Action item: Please quote exactly the opening lines of the data, from the first line to the one where "box: [1087, 250, 1571, 569]" appears.

START Data for this exercise

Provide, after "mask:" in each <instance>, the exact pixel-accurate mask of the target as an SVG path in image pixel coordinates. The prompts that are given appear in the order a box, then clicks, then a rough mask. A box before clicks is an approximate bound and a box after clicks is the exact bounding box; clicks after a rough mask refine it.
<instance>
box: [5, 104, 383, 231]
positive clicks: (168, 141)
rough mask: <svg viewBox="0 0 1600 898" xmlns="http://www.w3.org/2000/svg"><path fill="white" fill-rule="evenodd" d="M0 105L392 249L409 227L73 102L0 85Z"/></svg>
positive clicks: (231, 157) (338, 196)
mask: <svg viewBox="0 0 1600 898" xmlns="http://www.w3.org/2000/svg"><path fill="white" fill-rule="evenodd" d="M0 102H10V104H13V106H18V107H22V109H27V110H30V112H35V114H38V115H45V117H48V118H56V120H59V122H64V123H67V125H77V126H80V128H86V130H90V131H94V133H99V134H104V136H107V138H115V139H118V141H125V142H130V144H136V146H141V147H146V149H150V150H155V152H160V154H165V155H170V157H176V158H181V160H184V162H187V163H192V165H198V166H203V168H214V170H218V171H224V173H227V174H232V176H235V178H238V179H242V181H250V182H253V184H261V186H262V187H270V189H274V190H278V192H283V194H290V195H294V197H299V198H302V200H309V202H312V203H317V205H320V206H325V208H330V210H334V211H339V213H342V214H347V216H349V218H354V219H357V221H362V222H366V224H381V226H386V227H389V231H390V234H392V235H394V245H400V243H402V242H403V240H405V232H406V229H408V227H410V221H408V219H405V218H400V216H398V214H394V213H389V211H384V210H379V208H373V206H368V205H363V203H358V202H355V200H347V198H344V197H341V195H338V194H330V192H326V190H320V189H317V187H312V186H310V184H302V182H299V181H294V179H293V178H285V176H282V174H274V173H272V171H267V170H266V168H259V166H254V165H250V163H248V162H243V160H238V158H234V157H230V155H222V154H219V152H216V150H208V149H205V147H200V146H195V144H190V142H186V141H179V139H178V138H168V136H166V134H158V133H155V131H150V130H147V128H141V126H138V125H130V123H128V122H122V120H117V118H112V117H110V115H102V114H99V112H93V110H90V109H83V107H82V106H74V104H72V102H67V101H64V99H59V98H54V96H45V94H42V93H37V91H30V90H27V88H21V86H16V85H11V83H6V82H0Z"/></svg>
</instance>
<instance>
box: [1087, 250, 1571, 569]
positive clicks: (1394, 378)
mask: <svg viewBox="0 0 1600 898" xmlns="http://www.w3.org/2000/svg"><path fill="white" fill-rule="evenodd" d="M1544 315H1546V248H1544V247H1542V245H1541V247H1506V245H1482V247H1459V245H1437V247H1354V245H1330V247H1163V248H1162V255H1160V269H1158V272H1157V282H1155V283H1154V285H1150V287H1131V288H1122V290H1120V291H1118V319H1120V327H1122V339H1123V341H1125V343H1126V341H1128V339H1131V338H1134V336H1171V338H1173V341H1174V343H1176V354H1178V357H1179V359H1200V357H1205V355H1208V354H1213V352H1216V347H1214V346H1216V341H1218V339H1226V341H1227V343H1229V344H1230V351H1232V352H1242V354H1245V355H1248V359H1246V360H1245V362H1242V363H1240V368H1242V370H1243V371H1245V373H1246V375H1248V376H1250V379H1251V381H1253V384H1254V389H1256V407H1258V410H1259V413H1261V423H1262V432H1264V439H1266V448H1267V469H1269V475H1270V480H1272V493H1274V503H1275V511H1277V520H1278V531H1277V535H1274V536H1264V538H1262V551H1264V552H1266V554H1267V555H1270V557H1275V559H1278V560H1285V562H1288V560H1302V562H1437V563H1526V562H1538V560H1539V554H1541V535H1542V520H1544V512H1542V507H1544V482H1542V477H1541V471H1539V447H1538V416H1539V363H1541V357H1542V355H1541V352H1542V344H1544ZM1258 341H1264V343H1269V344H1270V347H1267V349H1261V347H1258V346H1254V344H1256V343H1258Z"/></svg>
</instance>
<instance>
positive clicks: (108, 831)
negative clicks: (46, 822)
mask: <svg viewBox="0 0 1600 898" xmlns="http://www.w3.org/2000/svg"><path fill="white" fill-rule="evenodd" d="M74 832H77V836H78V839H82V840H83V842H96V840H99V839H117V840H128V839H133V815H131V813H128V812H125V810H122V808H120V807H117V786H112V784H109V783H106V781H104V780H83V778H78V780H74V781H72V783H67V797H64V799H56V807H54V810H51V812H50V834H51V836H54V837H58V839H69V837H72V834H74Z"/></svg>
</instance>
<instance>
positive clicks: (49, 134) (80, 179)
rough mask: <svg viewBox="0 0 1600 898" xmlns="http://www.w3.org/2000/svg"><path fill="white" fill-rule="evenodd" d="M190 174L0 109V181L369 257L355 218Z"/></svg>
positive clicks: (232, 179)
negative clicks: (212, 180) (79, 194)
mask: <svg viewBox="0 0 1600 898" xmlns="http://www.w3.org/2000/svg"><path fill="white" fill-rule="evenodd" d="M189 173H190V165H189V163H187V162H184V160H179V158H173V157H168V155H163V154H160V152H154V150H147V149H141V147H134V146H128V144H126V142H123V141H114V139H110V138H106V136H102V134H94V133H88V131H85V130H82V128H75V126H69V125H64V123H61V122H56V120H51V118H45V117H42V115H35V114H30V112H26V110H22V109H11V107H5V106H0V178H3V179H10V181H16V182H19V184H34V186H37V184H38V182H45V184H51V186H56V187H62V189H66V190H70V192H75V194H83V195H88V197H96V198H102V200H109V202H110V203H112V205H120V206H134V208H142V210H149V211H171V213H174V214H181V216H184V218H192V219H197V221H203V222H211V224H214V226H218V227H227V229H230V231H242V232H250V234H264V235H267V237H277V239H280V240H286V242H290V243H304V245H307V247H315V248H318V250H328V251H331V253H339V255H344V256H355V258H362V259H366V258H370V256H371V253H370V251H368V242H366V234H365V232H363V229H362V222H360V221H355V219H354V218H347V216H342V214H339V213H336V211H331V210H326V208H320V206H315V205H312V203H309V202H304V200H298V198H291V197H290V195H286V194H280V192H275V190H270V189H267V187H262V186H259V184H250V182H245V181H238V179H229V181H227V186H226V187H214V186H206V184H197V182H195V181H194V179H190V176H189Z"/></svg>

END Data for this exercise

Result of the exercise:
Provide, after "mask:" in each <instance>, the exact pixel-accurate mask of the target as an SVG path in image pixel coordinates. The prompts that are given appear in the order a box, then clicks, then a rough mask. A box before clicks is an approximate bound and a box after clicks is the exact bounding box; clicks after a rough mask refine it.
<instance>
box: [5, 104, 383, 231]
positive clicks: (168, 141)
rough mask: <svg viewBox="0 0 1600 898" xmlns="http://www.w3.org/2000/svg"><path fill="white" fill-rule="evenodd" d="M0 105L392 249L409 227L73 102L0 85Z"/></svg>
positive clicks: (231, 157) (338, 196)
mask: <svg viewBox="0 0 1600 898" xmlns="http://www.w3.org/2000/svg"><path fill="white" fill-rule="evenodd" d="M0 102H10V104H13V106H18V107H22V109H27V110H30V112H35V114H38V115H45V117H48V118H56V120H59V122H64V123H67V125H77V126H80V128H86V130H90V131H94V133H99V134H104V136H107V138H115V139H118V141H125V142H130V144H136V146H141V147H146V149H150V150H155V152H160V154H165V155H170V157H176V158H181V160H184V162H187V163H192V165H198V166H203V168H214V170H218V171H224V173H227V174H232V176H235V178H238V179H242V181H250V182H253V184H261V186H262V187H270V189H274V190H278V192H283V194H290V195H294V197H299V198H302V200H309V202H312V203H317V205H320V206H325V208H330V210H334V211H339V213H342V214H347V216H349V218H354V219H357V221H362V222H366V224H381V226H386V227H389V231H390V234H392V235H394V245H400V243H402V242H403V240H405V232H406V229H408V227H410V221H408V219H405V218H400V216H398V214H394V213H389V211H384V210H379V208H373V206H368V205H363V203H358V202H355V200H347V198H344V197H341V195H338V194H330V192H326V190H320V189H317V187H312V186H310V184H302V182H299V181H294V179H293V178H285V176H282V174H274V173H272V171H267V170H266V168H259V166H254V165H250V163H248V162H243V160H238V158H234V157H230V155H222V154H219V152H216V150H208V149H205V147H200V146H195V144H190V142H186V141H179V139H178V138H168V136H166V134H158V133H155V131H150V130H147V128H141V126H138V125H130V123H128V122H122V120H117V118H112V117H110V115H102V114H99V112H93V110H90V109H83V107H82V106H74V104H72V102H67V101H64V99H59V98H54V96H45V94H42V93H37V91H30V90H27V88H21V86H16V85H11V83H6V82H0Z"/></svg>
</instance>
<instance>
box: [1087, 250, 1571, 569]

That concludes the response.